▶ **Selected extract**
-*-*-
3 years ago, the Acholi people had no concept of joy, forgiveness was too risky and the word, grace, didn't even exist in their language.
No smiles. No playgrounds. No hope.
Since then, a lot has changed.
If you visit Abaana's Hope in the bush of Northern Uganda...
You'll smell breakfast being served at sunrise, as men and women who were once child soldiers and sex slaves gather together to learn about true freedom, found only in Jesus Christ.
You'll hear villagers of all ages worshiping, laughing, dancing with the help of their favorite musical instrument: the electric piano.
You'll see 150 children crammed in a single room eager to learn scripture, as their leaders share stories of missionaries like Hudson Taylor, who left his home in England conquered sickness, doubts and fear to bring the gospel to those who had never heard it in China.
At Abaana's Hope, these children are not only taught what it means to follow Jesus, but also their responsibility to share that good news with others as well. Although their parents had a much different upbringing...
During the war, the LRA abducted 30,000 children from their homes and gave them a choice:
become a child soldier/sex slave or be killed immediately.
100,000 people were murdered.
5-million villagers forced to flee their homes.
To put that number in perspective, 4.8 million people live in the state of Alabama, so even if every Alabama resident was forced into homelessness it would still be 200,000 people short.
Today, weeds suffocate the remains of a bombed church. Bullet holes decorate trees. Shell cases sit beneath the soil.
-*-*-
▶ **Data provided**
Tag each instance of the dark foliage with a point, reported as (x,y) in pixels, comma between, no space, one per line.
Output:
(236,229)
-*-*-
▶ **Given request**
Write the next part of the text about Abaana's Hope in Northern Uganda, picking up after its last sentence. The lines have nothing to do with the text.

▶ **Exercise response**
Even with evidence of war at nearly every corner, joy has crept into the hearts of villagers, one follower of Christ at a time.
Meet Scovia. At 26-years old she still wears a daily reminder of her former life as a child soldier and sex slave lodged in the top of her left arm; but she stands tall because she's proud. Not proud of her past.
Her voice still quivers as she speaks about the innocent people the Lord's Resistance Army forced her to behead at just 8 years old. The same age American children were starting kindergarten, Scovia was taken from her parents and taught to shoot a gun--by practicing on people.
At one point, she grew sick with cholera and the LRA left her to die by a dried-up well.
Today, Scovia has a new identity: Follower of Jesus Christ. As she shares her story, she boasts about the love of her great savior and provider.
One of the most influential people in the Christian faith also had a past he wasn't proud of in persecuting Christians. Paul, who's name was formally Saul, humbly admitted, “by the grace of God I am what I am," a sentiment Scovia shares as well.
When asked about God's purpose behind her painful past, Scovia said she's learned forgiveness - how to willingly receive it and how to mercifully give it.
Scovia reminded me, God knows all that has happened and all that will happen and He doesn’t make mistakes.
Meet Grace. The LRA kidnapped her at just 12-years old. During her 8 years as a child solider, she was promoted all the way up to Commander.
Grace still has vivid memories of Joseph Kony's episodes where his eyes turned red, as he told his army the "holy spirit" was speaking to him. He would command the LRA to burn down entire villages and kill off whole towns, but then minutes later his eyes would change back to normal and he suddenly couldn't remember his own orders.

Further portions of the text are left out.